## What you are asked to do
Both the line containing "Q: Place a marker on the dry" and the last line of the listing are included: write out exactly the lines from one to the other.
==== Given records ====
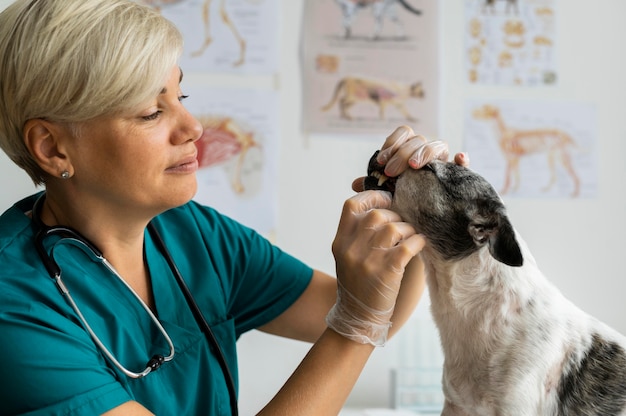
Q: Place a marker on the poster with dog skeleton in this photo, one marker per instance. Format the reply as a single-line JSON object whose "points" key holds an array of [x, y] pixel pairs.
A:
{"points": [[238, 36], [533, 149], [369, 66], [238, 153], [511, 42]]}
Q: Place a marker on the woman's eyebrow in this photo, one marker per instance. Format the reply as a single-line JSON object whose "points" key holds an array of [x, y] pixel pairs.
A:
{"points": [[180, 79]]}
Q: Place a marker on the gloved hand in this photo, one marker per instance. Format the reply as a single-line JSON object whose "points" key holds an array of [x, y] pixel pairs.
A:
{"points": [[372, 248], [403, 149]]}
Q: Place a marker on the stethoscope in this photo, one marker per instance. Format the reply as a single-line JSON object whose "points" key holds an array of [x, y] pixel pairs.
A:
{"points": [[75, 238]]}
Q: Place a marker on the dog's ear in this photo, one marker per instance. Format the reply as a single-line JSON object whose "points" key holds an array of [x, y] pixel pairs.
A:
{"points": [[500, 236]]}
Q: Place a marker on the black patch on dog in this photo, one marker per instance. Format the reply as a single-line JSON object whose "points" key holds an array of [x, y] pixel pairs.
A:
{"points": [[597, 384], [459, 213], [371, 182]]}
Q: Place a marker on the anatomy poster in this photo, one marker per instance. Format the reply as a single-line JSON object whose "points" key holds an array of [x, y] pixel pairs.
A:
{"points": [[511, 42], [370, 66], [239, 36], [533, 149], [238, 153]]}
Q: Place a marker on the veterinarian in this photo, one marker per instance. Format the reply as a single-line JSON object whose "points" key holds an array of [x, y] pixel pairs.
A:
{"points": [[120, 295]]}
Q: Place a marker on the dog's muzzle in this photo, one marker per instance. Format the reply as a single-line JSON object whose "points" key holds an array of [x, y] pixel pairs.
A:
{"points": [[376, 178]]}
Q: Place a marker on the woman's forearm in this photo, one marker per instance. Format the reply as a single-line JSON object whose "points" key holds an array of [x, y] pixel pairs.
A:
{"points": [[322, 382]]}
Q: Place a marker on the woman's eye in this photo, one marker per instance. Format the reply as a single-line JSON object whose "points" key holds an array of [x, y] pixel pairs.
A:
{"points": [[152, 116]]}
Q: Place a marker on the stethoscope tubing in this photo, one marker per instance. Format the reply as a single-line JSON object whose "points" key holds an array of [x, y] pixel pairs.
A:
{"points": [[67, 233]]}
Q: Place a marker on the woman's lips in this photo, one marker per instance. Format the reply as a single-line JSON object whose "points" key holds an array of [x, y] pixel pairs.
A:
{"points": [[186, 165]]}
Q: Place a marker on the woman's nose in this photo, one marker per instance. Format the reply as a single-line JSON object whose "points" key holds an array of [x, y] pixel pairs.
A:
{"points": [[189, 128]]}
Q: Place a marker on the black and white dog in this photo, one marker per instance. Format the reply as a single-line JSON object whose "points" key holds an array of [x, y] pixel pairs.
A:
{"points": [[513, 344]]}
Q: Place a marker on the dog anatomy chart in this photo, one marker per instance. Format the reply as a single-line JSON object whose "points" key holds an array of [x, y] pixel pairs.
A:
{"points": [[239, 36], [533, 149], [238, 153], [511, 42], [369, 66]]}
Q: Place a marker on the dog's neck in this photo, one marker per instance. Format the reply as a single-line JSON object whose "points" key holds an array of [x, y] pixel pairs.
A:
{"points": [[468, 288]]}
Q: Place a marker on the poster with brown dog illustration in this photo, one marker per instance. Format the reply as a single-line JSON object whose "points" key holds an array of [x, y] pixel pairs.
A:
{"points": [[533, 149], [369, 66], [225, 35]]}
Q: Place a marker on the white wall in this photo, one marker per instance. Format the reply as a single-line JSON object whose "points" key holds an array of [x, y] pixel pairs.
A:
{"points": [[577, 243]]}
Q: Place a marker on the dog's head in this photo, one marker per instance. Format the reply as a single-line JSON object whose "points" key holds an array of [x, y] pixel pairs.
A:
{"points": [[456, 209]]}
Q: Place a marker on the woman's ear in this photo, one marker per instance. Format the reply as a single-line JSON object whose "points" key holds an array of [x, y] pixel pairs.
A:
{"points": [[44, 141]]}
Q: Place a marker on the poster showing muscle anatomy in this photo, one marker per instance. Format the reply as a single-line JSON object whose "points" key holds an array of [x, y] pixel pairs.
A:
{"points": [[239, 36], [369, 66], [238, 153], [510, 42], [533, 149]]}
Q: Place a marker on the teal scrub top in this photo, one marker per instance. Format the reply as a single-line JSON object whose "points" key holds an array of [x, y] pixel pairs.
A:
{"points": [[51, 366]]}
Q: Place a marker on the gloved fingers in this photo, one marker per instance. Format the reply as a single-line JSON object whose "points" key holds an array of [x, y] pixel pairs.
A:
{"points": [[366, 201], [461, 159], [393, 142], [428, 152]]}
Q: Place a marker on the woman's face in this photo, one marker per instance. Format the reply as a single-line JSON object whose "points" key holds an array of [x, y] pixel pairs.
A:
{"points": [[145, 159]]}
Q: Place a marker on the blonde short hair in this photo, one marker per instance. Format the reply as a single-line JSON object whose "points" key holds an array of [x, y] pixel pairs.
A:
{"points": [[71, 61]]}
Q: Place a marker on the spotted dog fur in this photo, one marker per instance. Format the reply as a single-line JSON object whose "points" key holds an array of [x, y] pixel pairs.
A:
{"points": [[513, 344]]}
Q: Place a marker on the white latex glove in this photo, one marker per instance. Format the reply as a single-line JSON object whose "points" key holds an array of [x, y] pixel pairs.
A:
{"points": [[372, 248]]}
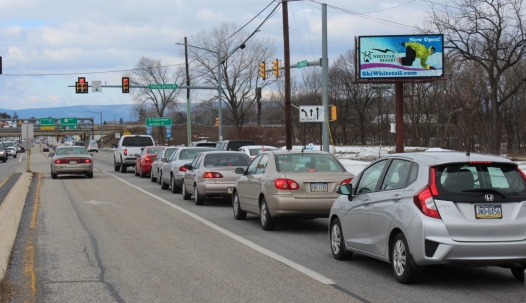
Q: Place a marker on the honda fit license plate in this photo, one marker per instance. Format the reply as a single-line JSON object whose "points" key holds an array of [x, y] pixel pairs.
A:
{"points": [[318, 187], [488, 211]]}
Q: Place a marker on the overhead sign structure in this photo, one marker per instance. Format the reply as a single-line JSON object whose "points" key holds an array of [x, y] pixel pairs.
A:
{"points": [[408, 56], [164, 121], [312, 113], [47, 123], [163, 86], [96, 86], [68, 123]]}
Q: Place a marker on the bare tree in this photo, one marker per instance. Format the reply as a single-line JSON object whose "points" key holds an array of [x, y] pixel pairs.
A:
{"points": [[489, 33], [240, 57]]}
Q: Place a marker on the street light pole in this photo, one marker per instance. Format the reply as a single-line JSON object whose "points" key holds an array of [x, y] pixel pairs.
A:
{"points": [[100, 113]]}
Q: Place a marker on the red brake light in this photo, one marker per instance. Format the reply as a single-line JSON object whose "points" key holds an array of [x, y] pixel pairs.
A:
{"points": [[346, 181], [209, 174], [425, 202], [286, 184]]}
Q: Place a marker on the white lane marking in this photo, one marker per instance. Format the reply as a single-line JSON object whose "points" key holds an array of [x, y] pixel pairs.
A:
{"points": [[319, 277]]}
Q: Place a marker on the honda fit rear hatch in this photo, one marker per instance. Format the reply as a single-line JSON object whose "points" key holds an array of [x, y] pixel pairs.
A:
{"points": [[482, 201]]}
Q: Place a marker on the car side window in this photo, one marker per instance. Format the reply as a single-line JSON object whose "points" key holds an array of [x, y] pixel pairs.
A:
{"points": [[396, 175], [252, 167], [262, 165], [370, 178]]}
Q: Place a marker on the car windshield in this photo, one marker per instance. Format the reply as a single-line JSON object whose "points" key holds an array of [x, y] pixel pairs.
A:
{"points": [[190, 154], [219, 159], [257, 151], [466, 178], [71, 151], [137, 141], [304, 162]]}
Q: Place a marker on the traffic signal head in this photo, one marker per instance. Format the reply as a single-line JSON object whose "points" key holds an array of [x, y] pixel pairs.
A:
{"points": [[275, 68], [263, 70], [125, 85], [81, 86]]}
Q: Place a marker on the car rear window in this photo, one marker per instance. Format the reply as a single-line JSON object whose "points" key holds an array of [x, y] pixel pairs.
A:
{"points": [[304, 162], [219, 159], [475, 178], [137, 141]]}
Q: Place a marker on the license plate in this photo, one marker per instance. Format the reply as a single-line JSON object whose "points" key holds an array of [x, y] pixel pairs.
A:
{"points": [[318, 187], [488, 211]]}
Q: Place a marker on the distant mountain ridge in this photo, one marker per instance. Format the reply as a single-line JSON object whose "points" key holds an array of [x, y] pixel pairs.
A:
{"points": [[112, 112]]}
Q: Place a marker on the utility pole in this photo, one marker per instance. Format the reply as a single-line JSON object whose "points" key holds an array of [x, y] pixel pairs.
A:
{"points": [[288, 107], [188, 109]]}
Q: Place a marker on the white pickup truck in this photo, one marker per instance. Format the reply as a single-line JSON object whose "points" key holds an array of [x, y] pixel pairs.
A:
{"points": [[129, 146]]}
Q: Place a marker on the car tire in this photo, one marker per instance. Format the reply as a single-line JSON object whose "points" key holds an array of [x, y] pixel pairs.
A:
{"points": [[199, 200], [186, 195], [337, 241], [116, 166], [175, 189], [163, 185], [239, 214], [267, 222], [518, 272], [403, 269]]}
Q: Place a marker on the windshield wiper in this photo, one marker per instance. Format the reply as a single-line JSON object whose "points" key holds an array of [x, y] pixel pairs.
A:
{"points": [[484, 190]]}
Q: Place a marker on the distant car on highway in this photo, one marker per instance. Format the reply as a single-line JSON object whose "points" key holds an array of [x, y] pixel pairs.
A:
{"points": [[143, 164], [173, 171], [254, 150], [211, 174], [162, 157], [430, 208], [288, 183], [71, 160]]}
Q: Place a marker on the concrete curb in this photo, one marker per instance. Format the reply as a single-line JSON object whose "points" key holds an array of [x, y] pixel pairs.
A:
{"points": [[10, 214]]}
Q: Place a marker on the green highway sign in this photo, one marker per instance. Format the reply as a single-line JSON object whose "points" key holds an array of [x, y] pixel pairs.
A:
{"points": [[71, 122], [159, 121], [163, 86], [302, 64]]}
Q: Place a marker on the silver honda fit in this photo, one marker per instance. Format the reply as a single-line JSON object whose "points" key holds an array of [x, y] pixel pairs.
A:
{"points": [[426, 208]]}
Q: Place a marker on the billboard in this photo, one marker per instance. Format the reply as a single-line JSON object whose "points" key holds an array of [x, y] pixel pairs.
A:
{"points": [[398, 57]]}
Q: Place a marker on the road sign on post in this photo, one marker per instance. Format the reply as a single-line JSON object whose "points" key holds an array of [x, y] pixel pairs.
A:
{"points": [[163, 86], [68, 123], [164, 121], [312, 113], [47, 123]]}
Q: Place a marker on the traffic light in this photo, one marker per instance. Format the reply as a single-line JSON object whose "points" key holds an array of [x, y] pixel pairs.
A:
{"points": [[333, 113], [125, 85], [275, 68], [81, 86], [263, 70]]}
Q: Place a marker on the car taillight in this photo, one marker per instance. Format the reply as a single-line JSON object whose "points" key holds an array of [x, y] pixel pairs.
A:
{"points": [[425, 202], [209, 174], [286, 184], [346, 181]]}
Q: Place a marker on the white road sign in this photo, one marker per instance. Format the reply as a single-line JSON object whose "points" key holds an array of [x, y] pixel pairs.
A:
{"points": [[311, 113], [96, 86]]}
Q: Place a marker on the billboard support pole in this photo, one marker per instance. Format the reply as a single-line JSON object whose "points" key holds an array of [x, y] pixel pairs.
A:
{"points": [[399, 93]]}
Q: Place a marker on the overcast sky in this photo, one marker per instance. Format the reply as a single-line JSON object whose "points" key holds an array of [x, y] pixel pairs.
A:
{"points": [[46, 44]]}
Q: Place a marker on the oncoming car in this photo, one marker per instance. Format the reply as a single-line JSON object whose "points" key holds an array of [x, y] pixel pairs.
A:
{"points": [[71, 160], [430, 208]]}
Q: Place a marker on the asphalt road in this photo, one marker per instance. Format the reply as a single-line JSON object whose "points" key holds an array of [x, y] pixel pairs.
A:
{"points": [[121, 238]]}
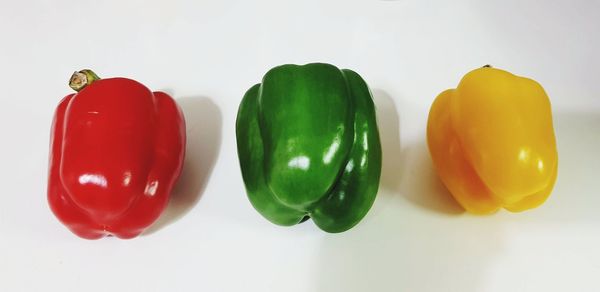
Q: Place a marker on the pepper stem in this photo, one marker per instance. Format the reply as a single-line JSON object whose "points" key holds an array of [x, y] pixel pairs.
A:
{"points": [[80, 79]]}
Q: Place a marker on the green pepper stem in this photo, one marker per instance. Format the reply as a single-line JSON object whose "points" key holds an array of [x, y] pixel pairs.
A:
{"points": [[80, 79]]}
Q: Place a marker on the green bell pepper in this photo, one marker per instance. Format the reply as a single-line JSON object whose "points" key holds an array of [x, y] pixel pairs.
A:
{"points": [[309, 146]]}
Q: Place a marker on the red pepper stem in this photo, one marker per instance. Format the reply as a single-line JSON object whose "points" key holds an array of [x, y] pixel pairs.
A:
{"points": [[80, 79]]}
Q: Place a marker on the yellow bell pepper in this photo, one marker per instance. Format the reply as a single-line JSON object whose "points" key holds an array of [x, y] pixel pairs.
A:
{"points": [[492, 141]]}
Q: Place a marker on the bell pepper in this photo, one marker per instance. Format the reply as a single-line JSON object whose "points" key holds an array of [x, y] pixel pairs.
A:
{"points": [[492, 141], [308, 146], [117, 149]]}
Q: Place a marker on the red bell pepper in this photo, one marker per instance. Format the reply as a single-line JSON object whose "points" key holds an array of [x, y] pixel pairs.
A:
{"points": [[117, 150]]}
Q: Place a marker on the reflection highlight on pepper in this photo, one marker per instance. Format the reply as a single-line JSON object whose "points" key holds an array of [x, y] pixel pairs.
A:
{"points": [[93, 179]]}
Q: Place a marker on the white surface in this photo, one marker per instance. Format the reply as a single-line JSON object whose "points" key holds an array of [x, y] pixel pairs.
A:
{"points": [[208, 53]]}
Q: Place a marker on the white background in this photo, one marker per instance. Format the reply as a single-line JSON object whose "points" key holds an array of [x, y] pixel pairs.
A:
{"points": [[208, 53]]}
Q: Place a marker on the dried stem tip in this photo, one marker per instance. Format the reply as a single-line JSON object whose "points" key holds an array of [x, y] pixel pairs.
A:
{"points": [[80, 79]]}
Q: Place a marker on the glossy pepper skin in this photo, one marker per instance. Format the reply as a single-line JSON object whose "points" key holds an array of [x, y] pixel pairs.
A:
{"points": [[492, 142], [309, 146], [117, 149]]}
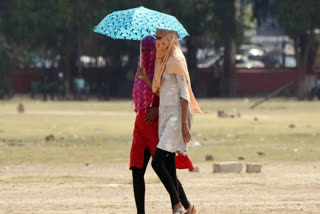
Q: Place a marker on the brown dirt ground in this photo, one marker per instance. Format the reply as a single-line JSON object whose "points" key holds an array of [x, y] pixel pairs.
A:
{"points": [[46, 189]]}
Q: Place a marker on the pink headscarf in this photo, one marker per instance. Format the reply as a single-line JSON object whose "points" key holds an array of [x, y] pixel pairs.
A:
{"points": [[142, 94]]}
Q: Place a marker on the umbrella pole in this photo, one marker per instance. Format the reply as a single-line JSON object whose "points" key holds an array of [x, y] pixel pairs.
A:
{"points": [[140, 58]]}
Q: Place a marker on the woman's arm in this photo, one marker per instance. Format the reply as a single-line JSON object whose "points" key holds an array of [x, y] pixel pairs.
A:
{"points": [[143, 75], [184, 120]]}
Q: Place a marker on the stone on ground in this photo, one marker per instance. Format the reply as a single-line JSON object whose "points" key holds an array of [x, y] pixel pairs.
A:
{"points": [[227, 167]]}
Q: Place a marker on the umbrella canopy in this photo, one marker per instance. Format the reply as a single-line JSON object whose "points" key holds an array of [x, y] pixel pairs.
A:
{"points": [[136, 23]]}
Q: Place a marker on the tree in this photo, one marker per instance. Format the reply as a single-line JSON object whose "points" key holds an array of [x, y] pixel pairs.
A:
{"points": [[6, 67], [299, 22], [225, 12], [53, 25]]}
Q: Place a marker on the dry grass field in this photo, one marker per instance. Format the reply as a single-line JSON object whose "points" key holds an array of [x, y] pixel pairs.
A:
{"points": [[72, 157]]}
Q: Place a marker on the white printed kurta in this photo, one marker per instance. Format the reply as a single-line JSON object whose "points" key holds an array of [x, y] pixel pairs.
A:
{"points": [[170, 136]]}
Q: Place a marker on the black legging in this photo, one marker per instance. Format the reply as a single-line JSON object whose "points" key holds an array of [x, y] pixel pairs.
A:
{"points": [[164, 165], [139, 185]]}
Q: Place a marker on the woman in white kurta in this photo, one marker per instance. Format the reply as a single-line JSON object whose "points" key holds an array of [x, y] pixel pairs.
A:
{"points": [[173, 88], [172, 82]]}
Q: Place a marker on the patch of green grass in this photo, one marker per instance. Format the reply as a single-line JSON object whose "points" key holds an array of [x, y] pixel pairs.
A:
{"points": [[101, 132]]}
====
## Task result
Q: Place a marker on the dry grass field in this photo, one marker per instance. Format the reply as a single-line JSON object whose "points" key holds an array of [x, y] pixel pairs.
A:
{"points": [[72, 157]]}
Q: Place a marker on the white printed kurta in this photo, one marker per instance. Format the reply as a single-line JSON object whose "points" key holds an array of [x, y] pixel pairs.
A:
{"points": [[170, 136]]}
Q: Place a marker on the black legging in this photo, one marker per instance. Format the reply as a single-line JSON object whose "points" key holds an array of [x, y] pixel pairs.
A:
{"points": [[164, 165], [139, 185]]}
Q: Place a marker on the woman in white kurta in this photo, one marker per instance. Format the reply as a single-line JSON object whose "points" key holds an array of [x, y] pixel pairs.
A:
{"points": [[173, 88], [172, 82]]}
Q: Place a marker on the patch of green grass in this photo, one marker per instance. Format the reply as a single-line JSON object whose "points" key holds an array of [x, y] pixel pairs.
A:
{"points": [[101, 132]]}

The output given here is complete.